- _本文_
--------------------

多くの動物が解脱する時代

プッタタートサイトの「短文」の頁にある「涅槃は人生の目標」という話で、プッタタート師が占星学を認めているような発言があるのを見つけました。師は折に触れ、占星学も含めて「占いは根拠がない」と言われているので、占星学愛好者である私にとしては、師が、そのような類の占星学しかご存知なかったことを残念に思っていました。

 

しかし「涅槃は人生の目標」という文章を読むと、単純で低レベルの、庶民の星占い、素人の占いでなく、本当の占星学をご理解いただけたと感じ、嬉しく感じました。その一部を引用します。

 

『生物学の進化の法則、特にダーウィンの論理でも、あるいは仏教の系統である二十四縁と縁起でも、世界は物質面か心の面の、どちらかのレベルが少しずつ高くなっていると、どこででも簡単に観察して見えるように、じっと止まっている物、あるいは低くなる物はありません』。中略
『揃って物質を重視する時代には、現代の科学が目覚ましく進歩しているように物質の目標を達成し、そして心を重視する時代には、過去の阿羅漢の時代のように心の面の目的に到達します。世界は物質面に頑固でも、思い切り懲りれば、自然に心の面に振り向きます。そしてその時代です。地球がこの星座に入る度に、一定数のたくさんの動物が世界から解脱するのは』。

--------------------

- _課題 1_
本文の「プッタタートサイトの「短文」」から「物が世界から解脱するのは』。」までを、両端の語句も含めて一字も変えずに打ち直すこと。
- _課題 2_
本文の引用部分で、世界のレベルが少しずつ高くなっていることを示す例として挙げられている法則や論理、教えをすべて書き出すこと。
- _課題 3_
プッタタート師と占星学についての本文が途切れたところから、その先を書き進めること。

- _資料_
--------------------

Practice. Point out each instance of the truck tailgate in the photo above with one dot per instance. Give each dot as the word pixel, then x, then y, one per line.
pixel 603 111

--------------------

- _解答例 1_
プッタタートサイトの「短文」の頁にある「涅槃は人生の目標」という話で、プッタタート師が占星学を認めているような発言があるのを見つけました。師は折に触れ、占星学も含めて「占いは根拠がない」と言われているので、占星学愛好者である私にとしては、師が、そのような類の占星学しかご存知なかったことを残念に思っていました。

 

しかし「涅槃は人生の目標」という文章を読むと、単純で低レベルの、庶民の星占い、素人の占いでなく、本当の占星学をご理解いただけたと感じ、嬉しく感じました。その一部を引用します。

 

『生物学の進化の法則、特にダーウィンの論理でも、あるいは仏教の系統である二十四縁と縁起でも、世界は物質面か心の面の、どちらかのレベルが少しずつ高くなっていると、どこででも簡単に観察して見えるように、じっと止まっている物、あるいは低くなる物はありません』。中略
『揃って物質を重視する時代には、現代の科学が目覚ましく進歩しているように物質の目標を達成し、そして心を重視する時代には、過去の阿羅漢の時代のように心の面の目的に到達します。世界は物質面に頑固でも、思い切り懲りれば、自然に心の面に振り向きます。そしてその時代です。地球がこの星座に入る度に、一定数のたくさんの動物が世界から解脱するのは』。

- _解答例 2_
生物学の進化の法則
ダーウィンの論理
二十四縁
縁起

- _解答例 3_
 

占星学では、すべての惑星は十二の星座を巡っているので、十二の周期で繰り返していると見ます。分かり易いのは太陽で、春分の日から牡羊座が始まり、牡牛座、双子座、蟹座、獅子座、乙女座、秋分の日からは天秤座で、蠍座、射手座、山羊座水瓶座魚座と一年で一周します。つまり太陽の一周を一年と規定しています。

 

星座と、惑星にはそれぞれ意味があり、牡羊座は創始で、学校や役所の年度初めにふさわしく、獅子座は遊び好きなので夏祭りはこの時期に集中し、山羊座は伝統を重んじるので、正月やクリスマスなどの行事があります。

 

占星学では、太陽の軌道である黄道自体にも周期があり、およそ二万四千年かけて12星座を一巡しているそうです。西暦紀元からの二千年間は魚座にあり、魚座は信仰を表すので、この二千年は信仰の要素が強い宗教がたくさん生まれ、その時代を支配していました。(大乗やキリスト教イスラム教などは、魚座の時代に生まれました)。

 

その前(紀元前二千年まで)の二千年は牡羊座にあり、牡羊座は戦いと創始の意味があり、規律を尊重します。この時代の世界は戦いと、幾つもの王朝の生滅に満ちていました。法と律を重んじる仏教はこの時代に生まれました。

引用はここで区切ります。